(Lines of data)
>> begin
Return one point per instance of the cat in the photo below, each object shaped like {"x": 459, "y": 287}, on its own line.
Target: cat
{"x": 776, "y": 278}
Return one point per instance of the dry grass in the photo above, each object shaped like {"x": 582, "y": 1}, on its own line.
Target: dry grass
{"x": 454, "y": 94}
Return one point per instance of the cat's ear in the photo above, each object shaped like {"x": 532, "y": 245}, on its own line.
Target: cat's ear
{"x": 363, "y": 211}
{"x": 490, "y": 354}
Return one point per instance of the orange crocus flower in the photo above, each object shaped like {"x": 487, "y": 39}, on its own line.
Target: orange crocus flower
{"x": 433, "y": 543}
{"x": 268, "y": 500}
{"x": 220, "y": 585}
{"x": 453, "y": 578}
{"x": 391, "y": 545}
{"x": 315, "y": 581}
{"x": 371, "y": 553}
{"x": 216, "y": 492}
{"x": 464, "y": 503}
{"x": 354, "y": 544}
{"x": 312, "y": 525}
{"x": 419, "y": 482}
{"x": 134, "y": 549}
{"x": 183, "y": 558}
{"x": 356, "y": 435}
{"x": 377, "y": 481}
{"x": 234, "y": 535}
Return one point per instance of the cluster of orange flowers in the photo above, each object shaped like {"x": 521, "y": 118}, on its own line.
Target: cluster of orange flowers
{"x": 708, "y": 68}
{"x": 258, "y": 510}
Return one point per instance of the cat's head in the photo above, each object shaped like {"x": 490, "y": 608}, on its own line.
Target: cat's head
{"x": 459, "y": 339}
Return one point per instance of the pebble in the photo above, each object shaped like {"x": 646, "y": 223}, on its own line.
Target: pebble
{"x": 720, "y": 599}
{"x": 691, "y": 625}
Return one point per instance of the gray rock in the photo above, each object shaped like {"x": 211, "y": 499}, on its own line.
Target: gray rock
>> end
▶ _TASK GOAL_
Quote every one of the records above verbatim.

▶ _REPLY TO THE TASK_
Return one point per instance of the cat in the photo below, each object shaped like {"x": 459, "y": 287}, on its own line.
Target: cat
{"x": 776, "y": 278}
Return one point per instance of the dry grass in the photo above, each object shaped like {"x": 582, "y": 1}, on its own line.
Target: dry grass
{"x": 454, "y": 94}
Return one point per instance of the cat's ear in the photo above, each object shaped like {"x": 532, "y": 245}, on its own line.
Target: cat's ear
{"x": 363, "y": 211}
{"x": 490, "y": 354}
Return one point per instance of the orange crocus flower in the photo above, each object shaped like {"x": 487, "y": 39}, on its own line.
Target: orange crocus flower
{"x": 433, "y": 543}
{"x": 268, "y": 500}
{"x": 220, "y": 585}
{"x": 453, "y": 578}
{"x": 391, "y": 545}
{"x": 315, "y": 581}
{"x": 371, "y": 553}
{"x": 216, "y": 492}
{"x": 464, "y": 503}
{"x": 354, "y": 544}
{"x": 312, "y": 525}
{"x": 419, "y": 482}
{"x": 134, "y": 549}
{"x": 183, "y": 558}
{"x": 356, "y": 435}
{"x": 377, "y": 481}
{"x": 234, "y": 535}
Return one point per instance of the cluster of orange flowers in the photo above, each object shaped like {"x": 521, "y": 118}, on its own line.
Target: cluster of orange flowers
{"x": 708, "y": 68}
{"x": 258, "y": 510}
Return one point per instance of the cat's head in the photo above, each object shaped like {"x": 490, "y": 608}, on its own line.
Target: cat's head
{"x": 459, "y": 339}
Return one point per instance of the pebble in the photo above, each object shaped like {"x": 646, "y": 223}, on its own line.
Target: pebble
{"x": 720, "y": 599}
{"x": 691, "y": 625}
Return one point per instance of the gray rock in the photo above, each object shaped like {"x": 211, "y": 499}, on its own line.
Target: gray rock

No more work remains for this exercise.